— Start EXCERPTED TEXT —

Quick Tips on Virtual vs. In-Person Event Sponsorship

By: Mark Fisher
event sponsor presenting at virtual event

Many meeting organizer debates are currently taking place on whether a virtual conference can bring as much ROI to sponsors as an in-person conference. There are pros and cons to both types of events, but putting on your event marketing hat a little differently can help drive home the best return.

As a meeting organizer, it is in the best interest of your sponsors to help them reach their event marketing goals whether an event is virtual, hybrid or in person. Here are some tips on some popular similarities and differences there are between virtual and in person events. Keeping in mind that the options will vary based on the virtual platform being used.

What are the similarities?

Just like you would for an in-person event, prioritize what your audience really wants. Focus on providing valuable information that’s clear and easy to use, and present it through an experience that’s engaging and relevant to your audience.

Just like an in person tradeshow, you can’t just sit in a virtual booth awaiting someone to visit you so some actions to take are:

  • Develop a Coherent Brand Message: Create a simple branding message that can be understood at a glance.
  • Personalize Calls to Action: Make your CTA web link a show-specific, targeted information or an option to setup a one-on-one meeting.
  • Reward Desired Behavior: Include an incentive such as a raffle, product discount or other free content.
  • Communicate Clearly: Distribute pre- during and post-event marketing communication to attendees.

— End EXCERPTED TEXT —

- [DIRECTION A]
Reproduce the sponsorship tips word for word, taking everything from "What are the" down to "other free content.".

— Start RECORD EXTRACTS —

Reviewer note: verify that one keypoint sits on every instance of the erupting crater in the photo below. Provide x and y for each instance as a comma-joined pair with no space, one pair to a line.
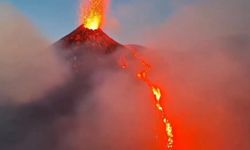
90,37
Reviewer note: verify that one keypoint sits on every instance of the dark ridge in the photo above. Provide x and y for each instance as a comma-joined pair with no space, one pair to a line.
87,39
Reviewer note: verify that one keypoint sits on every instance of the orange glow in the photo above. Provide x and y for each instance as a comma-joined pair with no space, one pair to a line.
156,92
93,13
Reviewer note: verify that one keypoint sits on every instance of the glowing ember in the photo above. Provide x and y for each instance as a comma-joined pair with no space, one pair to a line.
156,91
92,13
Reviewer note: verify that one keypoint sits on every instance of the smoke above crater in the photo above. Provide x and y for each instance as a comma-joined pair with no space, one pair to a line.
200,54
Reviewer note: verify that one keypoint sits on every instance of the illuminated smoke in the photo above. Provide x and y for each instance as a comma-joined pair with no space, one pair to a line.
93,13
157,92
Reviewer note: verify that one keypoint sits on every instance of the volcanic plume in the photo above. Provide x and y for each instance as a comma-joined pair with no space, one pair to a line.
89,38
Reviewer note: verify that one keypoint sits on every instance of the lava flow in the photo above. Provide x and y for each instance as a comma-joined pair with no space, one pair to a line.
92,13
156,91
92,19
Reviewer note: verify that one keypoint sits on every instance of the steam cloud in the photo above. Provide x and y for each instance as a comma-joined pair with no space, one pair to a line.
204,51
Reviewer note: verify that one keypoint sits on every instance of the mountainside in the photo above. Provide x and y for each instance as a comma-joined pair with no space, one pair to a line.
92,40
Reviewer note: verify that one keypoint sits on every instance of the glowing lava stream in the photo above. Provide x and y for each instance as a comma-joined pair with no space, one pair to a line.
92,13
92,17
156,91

— End RECORD EXTRACTS —
— Start RECORD EXTRACTS —

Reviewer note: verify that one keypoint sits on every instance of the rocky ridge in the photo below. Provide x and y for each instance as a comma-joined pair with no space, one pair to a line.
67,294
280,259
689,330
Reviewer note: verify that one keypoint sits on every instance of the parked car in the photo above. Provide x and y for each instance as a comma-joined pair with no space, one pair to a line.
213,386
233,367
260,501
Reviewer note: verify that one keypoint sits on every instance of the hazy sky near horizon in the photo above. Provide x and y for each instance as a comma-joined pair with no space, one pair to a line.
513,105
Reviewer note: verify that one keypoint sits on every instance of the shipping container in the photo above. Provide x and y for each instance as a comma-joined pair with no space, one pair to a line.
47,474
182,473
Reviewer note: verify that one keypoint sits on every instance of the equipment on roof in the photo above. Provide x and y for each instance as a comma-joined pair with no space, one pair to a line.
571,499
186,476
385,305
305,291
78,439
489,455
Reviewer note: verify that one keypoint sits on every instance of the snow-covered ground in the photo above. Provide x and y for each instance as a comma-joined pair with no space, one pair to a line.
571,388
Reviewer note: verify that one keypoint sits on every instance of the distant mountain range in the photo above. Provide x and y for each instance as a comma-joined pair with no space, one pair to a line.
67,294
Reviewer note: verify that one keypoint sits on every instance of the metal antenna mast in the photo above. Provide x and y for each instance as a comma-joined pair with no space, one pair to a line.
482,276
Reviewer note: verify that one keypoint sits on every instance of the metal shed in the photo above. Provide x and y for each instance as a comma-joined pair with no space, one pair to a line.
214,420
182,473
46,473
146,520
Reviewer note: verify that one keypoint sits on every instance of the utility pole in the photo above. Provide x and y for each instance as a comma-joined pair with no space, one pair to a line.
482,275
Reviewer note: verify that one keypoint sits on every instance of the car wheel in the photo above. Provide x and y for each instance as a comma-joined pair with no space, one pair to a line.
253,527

— End RECORD EXTRACTS —
— Start RECORD EXTRACTS —

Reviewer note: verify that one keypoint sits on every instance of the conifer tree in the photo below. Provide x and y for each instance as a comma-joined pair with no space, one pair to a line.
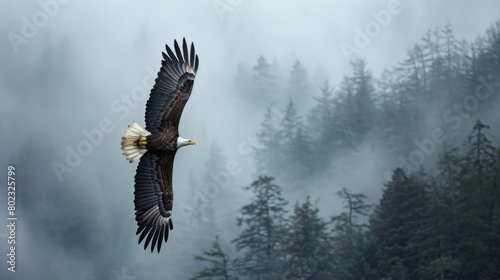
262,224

— End RECORD EXTRACTS —

- [DIRECTION B]
How many lines of the rows contain the string "below"? Case counts, and the reply is the number alone.

- [FULL SOLUTION A]
What are the similarities?

Just like you would for an in-person event, prioritize what your audience really wants. Focus on providing valuable information that’s clear and easy to use, and present it through an experience that’s engaging and relevant to your audience.

Just like an in person tradeshow, you can’t just sit in a virtual booth awaiting someone to visit you so some actions to take are:

  • Develop a Coherent Brand Message: Create a simple branding message that can be understood at a glance.
  • Personalize Calls to Action: Make your CTA web link a show-specific, targeted information or an option to setup a one-on-one meeting.
  • Reward Desired Behavior: Include an incentive such as a raffle, product discount or other free content.

- [FULL SOLUTION B]
3